Aim of the task:
Answer these questions from the Kalambo Falls passage:
1. What does OSL collect data on?
2. In what year was the site gazetted as a national monument?
3. Which stage's layers contain a mix of Stone and Iron Age artifacts?

However, optically stimulated luminescence (OSL) on quartz artifacts has recently improved understanding of the site's chronology. OSL works by sending signals through a crystalline material and collects data on how long ago the stone was exposed to light or heat.

OSL results have led to the creation of a new chronology for the site, broken into six stages. Stage 1 ranges between approximately 500,000 to 300,000 years ago. Stage 2 ranges from 300,000 to 50,000 years ago. Stage 3 dates range from 50,000 to 30,000 years ago. Stage 4 deposits date to 1,500 to 500 years ago and Stage 5 follows after 490 years ago.

Acheulean stone tools (Mode 2 and 3 technologies) were collected from stratigraphic layers corresponding to the first and second stages. More complex Mode 3 tools came from the first three stages and are also found in Stage 4, whose corresponding layers contain a mix of Stone and Iron Age artifacts.

== Zambia and UNESCO significance ==
In 1964, the archaeological site was gazetted as a national monument by Zambia's National Heritage Conservation Commission. It has since been protected under Zambia's 1989 National Heritage Conservation Act. In 2009, Kalambo Falls was included on UNESCO list of tentative World Heritage Sites. Justifications for the inclusion are that the Kalambo Falls are the 2nd highest waterfalls in Africa, the evidence of one of the longest examples of human occupation in sub-Saharan Africa, and the collected stone tools are from one of the world's earliest tool industries, the Acheulean. As of 2016, Kalambo Falls remains on the tentative list for recognition as a protected World Heritage site.

Raw data:
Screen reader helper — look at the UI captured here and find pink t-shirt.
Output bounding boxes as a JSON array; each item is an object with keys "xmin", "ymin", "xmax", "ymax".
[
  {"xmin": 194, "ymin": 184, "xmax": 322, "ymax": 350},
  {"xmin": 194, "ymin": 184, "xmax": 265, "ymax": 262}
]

Completed task:
1. How long ago the stone was exposed to light or heat.
2. 1964.
3. Stage 4.